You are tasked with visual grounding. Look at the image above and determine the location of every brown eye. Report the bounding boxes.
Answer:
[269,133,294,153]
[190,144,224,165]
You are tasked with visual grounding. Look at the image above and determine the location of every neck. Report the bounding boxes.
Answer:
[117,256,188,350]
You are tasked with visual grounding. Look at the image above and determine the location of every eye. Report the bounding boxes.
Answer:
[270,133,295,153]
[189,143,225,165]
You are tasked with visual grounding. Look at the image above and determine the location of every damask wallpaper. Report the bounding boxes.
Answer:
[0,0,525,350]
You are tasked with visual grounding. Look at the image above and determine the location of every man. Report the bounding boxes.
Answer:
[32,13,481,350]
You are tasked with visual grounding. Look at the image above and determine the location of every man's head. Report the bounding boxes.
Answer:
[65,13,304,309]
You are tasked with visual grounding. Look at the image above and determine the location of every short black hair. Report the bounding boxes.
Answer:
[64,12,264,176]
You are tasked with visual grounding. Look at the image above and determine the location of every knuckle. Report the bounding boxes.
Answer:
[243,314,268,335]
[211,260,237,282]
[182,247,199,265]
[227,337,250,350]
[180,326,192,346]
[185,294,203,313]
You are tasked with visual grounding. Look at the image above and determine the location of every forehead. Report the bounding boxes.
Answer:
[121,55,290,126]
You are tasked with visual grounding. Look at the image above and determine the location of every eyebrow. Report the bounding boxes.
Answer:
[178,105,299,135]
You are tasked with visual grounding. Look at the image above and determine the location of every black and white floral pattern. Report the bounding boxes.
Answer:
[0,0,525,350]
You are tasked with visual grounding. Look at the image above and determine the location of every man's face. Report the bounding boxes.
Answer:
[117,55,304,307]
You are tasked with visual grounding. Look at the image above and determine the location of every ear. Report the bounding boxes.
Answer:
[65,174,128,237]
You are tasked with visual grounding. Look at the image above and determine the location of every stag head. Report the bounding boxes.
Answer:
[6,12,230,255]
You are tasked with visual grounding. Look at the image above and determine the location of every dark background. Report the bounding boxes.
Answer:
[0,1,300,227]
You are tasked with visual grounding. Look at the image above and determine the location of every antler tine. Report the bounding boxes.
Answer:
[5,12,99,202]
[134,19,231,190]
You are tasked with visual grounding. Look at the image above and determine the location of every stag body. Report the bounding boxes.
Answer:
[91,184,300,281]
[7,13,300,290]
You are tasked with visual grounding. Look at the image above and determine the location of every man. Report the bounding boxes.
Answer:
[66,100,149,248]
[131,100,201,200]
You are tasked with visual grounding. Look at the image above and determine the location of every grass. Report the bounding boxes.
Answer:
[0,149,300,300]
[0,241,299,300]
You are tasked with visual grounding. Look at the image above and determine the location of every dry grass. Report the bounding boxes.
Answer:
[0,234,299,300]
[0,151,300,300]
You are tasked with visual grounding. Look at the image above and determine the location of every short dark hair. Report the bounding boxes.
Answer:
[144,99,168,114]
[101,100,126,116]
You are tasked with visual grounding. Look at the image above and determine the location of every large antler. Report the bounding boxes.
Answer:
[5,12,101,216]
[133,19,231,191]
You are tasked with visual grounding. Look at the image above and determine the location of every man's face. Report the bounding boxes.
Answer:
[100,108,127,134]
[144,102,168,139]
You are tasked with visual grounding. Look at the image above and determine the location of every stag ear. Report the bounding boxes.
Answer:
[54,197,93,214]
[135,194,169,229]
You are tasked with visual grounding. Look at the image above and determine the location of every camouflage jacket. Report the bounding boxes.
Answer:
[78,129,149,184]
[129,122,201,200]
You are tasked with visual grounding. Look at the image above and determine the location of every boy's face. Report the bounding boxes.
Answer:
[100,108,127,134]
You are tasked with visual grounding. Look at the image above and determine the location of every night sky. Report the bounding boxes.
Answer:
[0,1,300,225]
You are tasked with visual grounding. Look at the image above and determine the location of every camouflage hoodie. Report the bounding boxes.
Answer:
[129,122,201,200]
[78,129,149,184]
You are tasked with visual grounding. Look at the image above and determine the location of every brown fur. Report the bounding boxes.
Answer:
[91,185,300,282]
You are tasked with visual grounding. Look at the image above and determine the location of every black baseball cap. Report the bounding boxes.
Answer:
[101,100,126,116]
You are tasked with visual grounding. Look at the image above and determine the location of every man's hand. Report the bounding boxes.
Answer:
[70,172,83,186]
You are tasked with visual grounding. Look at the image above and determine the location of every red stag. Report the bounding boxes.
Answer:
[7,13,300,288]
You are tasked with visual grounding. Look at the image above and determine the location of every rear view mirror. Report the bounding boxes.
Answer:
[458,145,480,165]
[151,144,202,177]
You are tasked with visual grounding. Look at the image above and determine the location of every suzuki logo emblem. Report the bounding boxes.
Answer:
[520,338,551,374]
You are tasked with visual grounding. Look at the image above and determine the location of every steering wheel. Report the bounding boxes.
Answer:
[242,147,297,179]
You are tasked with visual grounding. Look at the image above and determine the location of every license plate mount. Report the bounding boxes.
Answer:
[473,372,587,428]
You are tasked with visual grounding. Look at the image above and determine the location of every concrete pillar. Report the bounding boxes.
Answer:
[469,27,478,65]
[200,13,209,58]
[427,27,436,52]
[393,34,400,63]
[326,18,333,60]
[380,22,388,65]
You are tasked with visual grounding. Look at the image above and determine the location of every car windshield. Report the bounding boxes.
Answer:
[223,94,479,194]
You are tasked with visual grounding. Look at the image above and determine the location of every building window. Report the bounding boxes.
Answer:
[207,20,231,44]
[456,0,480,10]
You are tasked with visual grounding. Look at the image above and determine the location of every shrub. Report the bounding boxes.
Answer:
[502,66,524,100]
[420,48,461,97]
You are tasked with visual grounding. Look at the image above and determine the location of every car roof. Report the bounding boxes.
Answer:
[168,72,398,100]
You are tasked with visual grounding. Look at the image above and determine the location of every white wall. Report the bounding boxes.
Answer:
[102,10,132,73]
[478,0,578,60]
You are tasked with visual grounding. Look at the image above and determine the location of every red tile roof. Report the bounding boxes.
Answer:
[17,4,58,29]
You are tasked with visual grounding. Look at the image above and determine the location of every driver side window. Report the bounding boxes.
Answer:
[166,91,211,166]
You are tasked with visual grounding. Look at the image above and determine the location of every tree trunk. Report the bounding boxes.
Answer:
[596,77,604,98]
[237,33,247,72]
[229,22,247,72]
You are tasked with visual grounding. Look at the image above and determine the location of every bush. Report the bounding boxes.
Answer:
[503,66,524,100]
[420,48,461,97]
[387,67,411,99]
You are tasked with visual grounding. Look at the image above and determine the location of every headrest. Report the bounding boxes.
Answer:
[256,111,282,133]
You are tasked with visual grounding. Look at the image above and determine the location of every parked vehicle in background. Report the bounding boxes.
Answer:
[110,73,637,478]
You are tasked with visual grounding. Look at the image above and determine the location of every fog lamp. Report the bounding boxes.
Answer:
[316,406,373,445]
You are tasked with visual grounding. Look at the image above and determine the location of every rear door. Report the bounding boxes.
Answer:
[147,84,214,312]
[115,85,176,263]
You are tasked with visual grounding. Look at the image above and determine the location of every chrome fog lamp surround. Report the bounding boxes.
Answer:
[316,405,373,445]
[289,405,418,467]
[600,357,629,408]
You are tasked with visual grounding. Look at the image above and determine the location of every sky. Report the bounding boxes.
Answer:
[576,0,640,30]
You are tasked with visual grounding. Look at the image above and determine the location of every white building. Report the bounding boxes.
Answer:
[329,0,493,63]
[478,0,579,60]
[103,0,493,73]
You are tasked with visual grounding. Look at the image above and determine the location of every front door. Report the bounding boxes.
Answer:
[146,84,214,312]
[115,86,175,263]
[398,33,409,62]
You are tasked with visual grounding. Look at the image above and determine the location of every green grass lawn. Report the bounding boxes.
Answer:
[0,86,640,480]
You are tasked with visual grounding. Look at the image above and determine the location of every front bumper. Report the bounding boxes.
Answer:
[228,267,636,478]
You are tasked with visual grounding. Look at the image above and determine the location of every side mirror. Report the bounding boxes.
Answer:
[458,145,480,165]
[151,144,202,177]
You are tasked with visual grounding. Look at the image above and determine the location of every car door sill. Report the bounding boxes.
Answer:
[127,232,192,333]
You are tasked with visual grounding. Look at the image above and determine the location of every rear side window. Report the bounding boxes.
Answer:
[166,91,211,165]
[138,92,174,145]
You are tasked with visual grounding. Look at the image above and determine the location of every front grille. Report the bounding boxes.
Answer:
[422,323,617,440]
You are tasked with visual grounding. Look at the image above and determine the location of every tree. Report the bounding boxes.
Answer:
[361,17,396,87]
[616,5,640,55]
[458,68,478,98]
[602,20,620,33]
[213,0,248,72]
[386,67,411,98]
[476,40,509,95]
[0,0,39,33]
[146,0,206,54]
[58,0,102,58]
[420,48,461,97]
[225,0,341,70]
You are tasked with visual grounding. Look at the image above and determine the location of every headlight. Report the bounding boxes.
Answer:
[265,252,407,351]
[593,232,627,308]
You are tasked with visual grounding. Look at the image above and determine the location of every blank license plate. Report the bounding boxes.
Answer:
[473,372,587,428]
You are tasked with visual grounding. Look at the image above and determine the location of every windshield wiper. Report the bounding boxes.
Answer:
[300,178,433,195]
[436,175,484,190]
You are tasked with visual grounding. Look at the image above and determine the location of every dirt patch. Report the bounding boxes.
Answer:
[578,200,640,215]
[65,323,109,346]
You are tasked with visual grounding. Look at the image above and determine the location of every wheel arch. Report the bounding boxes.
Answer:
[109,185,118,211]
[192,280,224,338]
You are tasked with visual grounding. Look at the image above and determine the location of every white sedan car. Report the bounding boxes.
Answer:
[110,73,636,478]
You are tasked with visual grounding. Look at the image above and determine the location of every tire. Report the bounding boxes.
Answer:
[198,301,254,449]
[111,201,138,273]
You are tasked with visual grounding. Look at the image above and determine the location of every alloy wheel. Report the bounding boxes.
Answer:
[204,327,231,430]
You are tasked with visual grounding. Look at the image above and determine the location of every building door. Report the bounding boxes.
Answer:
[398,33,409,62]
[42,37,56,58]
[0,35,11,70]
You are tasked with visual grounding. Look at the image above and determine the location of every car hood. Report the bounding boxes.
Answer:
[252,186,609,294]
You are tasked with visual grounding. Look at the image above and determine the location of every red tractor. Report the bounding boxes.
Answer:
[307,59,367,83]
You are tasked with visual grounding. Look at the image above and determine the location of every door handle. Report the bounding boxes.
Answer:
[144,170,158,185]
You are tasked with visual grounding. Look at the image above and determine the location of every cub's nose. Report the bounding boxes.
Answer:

________________________

■ **WORK TO BE COMPLETED**: Turn everything from the start of the rows through the line containing "[117,256,188,350]" into a Markdown table with the columns Number and Text, giving each line its own number. Leave out blank lines.

■ **THE RESULT**:
| Number | Text |
|---|---|
| 1 | You are tasked with visual grounding. Look at the image above and determine the location of every brown eye. Report the bounding boxes. |
| 2 | Answer: |
| 3 | [269,133,294,153] |
| 4 | [190,144,224,165] |
| 5 | You are tasked with visual grounding. Look at the image above and determine the location of every neck. Report the bounding boxes. |
| 6 | Answer: |
| 7 | [117,256,188,350] |